Фрагмент текста:
--------
Архивы Гуссерля пережили войну и по большей части все еще находятся в Лувене, вместе с его библиотекой. Они занимают исследователей уже более семидесяти пяти лет и позволили создать сборник под названием «Гуссерлиана». На сегодняшний день он включает в себя сорок два тома собрания сочинений, девять томов дополнительных материалов, тридцать четыре тома различных документов и переписок, а также тринадцать томов официальных английских переводов.
Одним из первых, кто приехал в Лувен, чтобы ознакомиться с архивом, был Морис Мерло-Понти, который уже хорошо знал ранние работы Гуссерля и прочитал о неопубликованных рукописях в статье в Revue internationale de philosophie. В марте 1939 года он написал письмо, чтобы договориться о визите к Ван Бреда для изучения вопросов, связанных с феноменологией восприятия. Ван Бреда принял его, и Мерло-Понти провел незабываемую неделю апреля в Лувене, погрузившись в неизданные и неопубликованные главы, которые Гуссерль намеревался добавить к «Идеям», а также к «Кризису европейских наук и трансцендентальной феноменологии».
Эти поздние работы Гуссерля отличаются по духу от ранних. Для Мерло-Понти они свидетельствовали о том, что в последние годы жизни Гуссерль начал отходить от своей интроспективной, идеалистической интерпретации феноменологии в сторону менее изолированной картины того, как человек существует в мире рядом с другими людьми и погружен в чувственный опыт. Мерло-Понти даже задавался вопросом, не перенял ли Гуссерль кое-что из этого у Хайдеггера — довольно спорная интерпретация. Можно усмотреть и другие влияния: из социологии и, возможно, из исследований Якоба фон Икскюля о том, как различные виды животных воспринимают свою «среду обитания», или Umwelt. Независимо от источника вдохновения, новое видение Гуссерля включало размышления о том, что он называл Lebenswelt, или «жизненный мир» — тот едва заметный социальный, исторический и физический контекст, в котором происходит любая наша деятельность и который мы обычно принимаем как должное. Даже наше тело редко требует сознательного внимания, однако ощущение того, что мы существуем в нем, является частью почти каждого нашего опыта. Когда я передвигаюсь или протягиваю руку, чтобы что-то схватить, я чувствую свои конечности и расположение моего физического «я» в мире. Я чувствую свои руки и ноги изнутри; мне не нужно смотреть в зеркало, чтобы увидеть, как они расположены. Это известно как «проприоцепция» — восприятие себя, — и это важный аспект опыта, который я обычно замечаю только тогда, когда что-то идет не так. Когда я сталкиваюсь с другими, говорит Гуссерль, я также неявно осознаю их как существ, имеющих «свой личный окружающий мир, ориентированный вокруг их живых тел». Тело, жизненный мир, проприоцепция и социальный контекст — все это интегрировано в текстуру мирского бытия.
--------
Исходные строки:

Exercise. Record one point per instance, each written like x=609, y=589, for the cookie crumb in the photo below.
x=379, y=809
--------
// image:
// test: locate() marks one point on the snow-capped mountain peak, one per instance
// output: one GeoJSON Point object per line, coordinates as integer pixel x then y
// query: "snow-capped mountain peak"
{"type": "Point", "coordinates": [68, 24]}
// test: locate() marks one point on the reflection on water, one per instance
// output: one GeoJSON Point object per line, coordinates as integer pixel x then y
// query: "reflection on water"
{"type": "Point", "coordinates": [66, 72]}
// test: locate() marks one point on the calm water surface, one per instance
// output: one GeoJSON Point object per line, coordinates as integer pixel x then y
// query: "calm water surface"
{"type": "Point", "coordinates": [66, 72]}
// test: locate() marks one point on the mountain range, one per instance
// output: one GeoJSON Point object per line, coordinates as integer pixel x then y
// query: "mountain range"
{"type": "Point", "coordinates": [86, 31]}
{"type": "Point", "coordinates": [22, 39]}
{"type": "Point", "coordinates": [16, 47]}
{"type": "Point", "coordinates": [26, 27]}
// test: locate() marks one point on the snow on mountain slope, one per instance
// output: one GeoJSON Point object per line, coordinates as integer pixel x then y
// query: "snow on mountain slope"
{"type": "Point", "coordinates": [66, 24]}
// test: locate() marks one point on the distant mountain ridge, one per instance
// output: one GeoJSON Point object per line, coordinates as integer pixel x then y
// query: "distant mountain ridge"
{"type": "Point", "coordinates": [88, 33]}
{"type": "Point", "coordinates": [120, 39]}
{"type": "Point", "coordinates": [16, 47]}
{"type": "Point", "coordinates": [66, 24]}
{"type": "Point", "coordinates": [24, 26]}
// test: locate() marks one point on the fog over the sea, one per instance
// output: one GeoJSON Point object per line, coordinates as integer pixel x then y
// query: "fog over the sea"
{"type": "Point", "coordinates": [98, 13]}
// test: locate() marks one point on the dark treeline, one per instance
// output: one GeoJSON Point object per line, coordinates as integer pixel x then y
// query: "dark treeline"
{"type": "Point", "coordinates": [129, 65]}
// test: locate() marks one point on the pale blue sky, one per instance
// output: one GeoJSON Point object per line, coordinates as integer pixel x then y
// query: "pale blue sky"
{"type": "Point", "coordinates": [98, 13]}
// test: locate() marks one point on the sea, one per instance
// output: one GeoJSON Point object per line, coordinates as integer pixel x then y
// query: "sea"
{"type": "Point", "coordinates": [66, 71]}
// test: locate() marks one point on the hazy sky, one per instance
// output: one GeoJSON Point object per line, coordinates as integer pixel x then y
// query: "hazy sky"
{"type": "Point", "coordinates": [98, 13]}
--------
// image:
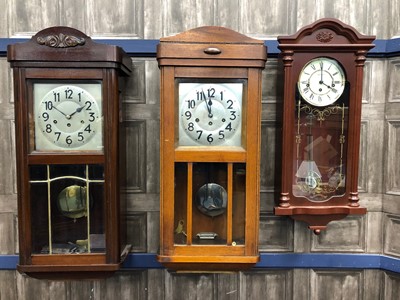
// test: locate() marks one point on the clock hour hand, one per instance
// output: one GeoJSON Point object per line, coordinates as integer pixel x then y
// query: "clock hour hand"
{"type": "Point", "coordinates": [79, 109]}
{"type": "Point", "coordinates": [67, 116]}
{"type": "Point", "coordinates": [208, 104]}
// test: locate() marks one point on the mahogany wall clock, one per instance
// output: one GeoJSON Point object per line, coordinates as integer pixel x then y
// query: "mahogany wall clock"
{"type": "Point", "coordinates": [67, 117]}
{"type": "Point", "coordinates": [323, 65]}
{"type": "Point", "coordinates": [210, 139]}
--------
Задание: Допишите фрагмент о поздних работах Гуссерля, начав сразу после его последнего предложения. Эти строки для работы не понадобятся.

Ответ:
Можно понять, как Мерло-Понти увидел в новом увлечении Гуссерля признаки хайдеггеровского бытия-в-мире. Были и другие связи: поздние работы Гуссерля показывают, что он, как и Хайдеггер, рассматривает длительные процессы в культуре и истории. Но тут между ними есть и большая разница. Хайдеггеровские труды по истории бытия пронизаны тоской по некоему родному времени, по утраченной эпохе или месту, к которому философия должна быть отслежена и из которого она должна возродиться. Зачастую мечты Хайдеггера о доме вызывают в памяти лесистый германский мир его детства с его ремеслами и молчаливой мудростью. Иногда он вызывает в памяти архаичную греческую культуру, которую он считал последним периодом, когда человечество философствовало должным образом. Хайдеггер был не одинок в своем увлечении Грецией; среди немцев того времени это была своего рода мания. Но другие немецкие мыслители чаще всего фокусировались на расцвете философии и учености в IV веке до нашей эры, на временах Сократа и Платона, тогда как Хайдеггер считал это периодом, с которого все пошло не туда. Для него философами, которые по-настоящему соединились с бытием, были досократики, такие как Гераклит, Парменид и Анаксимандр. В любом случае, в работах Хайдеггера о Германии и Греции чувствуется настроение человека, жаждущего вернуться в глухой лес, в детскую невинность и в темные воды, где зародились первые аккорды мысли. Назад — в то время, когда общество было простым, искренним и поэтичным.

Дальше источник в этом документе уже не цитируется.